BEGIN QUOTED PASSAGE
Chile has the richest and most unknown ocean worldwide, a leading expert said recently at an oceanographic congress organized by the Universidad de Concepción in the south of Chile.
Christopher German, senior scientist in Geology, Geophysics and Deep Submergence at the prestigious Woods Hole Oceanographic Institution in the U.S., said a marine region off the south coast of Chile is a key natural laboratory for geology and biology.
The region is known as the “triple junction”, where three tectonic plates – the Nazca, South American and Antarctic plates – are grinding against each other.
“It’s the only place in all the earth where all known chemical synthesis ecosystems can coexist,” he said.
The known forms of these ecosystems – hydrothermal vents, cold seeps, oxygen minimum zones, whale, kelp and wood-falls – are all present on the seafloor of the Pacific Ocean just off of the Taitao Peninsula in Chile’s Aysén Region.
This, according to research by the National Oceanic and Atmospheric Administration in the United States, means “the Chilean margin is a prime target for remarkable discoveries.”
END QUOTED PASSAGE
BEGIN MATERIAL SHOWN
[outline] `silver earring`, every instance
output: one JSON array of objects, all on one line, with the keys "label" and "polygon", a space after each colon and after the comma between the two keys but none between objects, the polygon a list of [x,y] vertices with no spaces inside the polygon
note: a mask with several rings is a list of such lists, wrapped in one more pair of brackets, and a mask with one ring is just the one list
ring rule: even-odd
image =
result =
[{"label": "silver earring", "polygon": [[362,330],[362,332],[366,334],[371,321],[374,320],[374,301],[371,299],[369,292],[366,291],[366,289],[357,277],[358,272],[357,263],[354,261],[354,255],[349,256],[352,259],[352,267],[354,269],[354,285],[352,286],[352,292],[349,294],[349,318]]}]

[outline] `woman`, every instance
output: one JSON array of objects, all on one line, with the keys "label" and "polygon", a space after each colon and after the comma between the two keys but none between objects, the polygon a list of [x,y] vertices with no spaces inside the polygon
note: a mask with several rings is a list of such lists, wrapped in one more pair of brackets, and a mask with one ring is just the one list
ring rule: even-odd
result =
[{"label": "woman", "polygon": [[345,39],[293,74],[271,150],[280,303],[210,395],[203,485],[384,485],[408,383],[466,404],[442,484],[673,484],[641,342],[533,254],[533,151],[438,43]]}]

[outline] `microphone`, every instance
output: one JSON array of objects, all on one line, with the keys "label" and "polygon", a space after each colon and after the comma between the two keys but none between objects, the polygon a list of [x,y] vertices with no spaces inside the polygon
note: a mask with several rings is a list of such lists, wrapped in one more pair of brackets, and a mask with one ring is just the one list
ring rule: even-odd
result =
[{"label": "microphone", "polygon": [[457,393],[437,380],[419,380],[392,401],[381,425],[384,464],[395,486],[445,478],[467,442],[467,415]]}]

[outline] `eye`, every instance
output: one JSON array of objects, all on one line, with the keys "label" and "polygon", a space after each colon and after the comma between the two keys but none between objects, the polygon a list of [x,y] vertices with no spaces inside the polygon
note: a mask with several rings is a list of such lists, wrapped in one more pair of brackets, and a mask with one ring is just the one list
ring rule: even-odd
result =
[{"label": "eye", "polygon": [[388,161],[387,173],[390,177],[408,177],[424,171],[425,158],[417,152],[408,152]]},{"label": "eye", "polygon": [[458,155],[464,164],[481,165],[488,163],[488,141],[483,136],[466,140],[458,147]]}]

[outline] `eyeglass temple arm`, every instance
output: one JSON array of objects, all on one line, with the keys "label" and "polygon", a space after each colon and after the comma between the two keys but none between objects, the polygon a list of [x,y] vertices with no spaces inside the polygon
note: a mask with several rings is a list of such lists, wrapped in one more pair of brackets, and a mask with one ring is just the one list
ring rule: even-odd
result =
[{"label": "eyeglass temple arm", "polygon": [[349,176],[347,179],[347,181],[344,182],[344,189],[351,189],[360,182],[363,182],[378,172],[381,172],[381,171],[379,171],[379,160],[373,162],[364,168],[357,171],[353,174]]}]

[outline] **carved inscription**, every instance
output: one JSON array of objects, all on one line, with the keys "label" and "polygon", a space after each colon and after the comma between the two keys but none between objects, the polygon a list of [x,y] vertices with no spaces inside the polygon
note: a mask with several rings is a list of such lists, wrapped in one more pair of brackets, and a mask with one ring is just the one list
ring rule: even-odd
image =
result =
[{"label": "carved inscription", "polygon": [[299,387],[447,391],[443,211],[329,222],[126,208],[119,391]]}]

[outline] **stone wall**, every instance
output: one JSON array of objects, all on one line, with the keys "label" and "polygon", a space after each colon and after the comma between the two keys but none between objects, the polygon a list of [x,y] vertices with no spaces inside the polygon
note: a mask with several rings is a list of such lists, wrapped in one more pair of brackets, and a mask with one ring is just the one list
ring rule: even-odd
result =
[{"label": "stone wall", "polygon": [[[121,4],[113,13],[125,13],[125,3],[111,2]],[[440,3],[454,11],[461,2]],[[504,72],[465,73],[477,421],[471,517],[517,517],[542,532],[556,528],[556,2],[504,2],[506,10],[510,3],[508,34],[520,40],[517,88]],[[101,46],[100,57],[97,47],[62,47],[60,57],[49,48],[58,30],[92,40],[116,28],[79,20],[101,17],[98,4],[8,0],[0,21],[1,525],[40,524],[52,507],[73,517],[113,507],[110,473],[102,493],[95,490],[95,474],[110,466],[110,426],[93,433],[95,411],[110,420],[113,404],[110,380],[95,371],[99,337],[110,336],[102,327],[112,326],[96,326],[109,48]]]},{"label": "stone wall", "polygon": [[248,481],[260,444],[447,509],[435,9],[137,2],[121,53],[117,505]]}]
END MATERIAL SHOWN
- [EXPLORE THE MATERIAL]:
(1) In the passage on Chile's ocean, which tectonic plates meet at the "triple junction"?
(2) Write the next part of the passage on Chile's ocean, picking up after its final sentence.
The entries have nothing to do with the passage on Chile's ocean.

- [ANSWERS GIVEN]:
(1) The Nazca plate, the South American plate and the Antarctic plate.

(2)
Dr. German said he believes marine researchers must concentrate on the South Pacific, which he called the largest ecosystem in the world and the one least studied. He added that the Chile triple junction should be given first priority.
Chile’s fjord system in Patagonia was also highlighted at the congress by Günther Försterra from Chile’s San Ignacio del Huinay Foundation, located near the Comau Fjord in Chilean Patagonia, who said that the system was the “most extensive in the world” with more than 80,000 kilometers (50,000 miles) of coastline.
The fjords are rich in biodiversity, he added, with some single fjords containing their own endemic species which are found nowhere else in the world.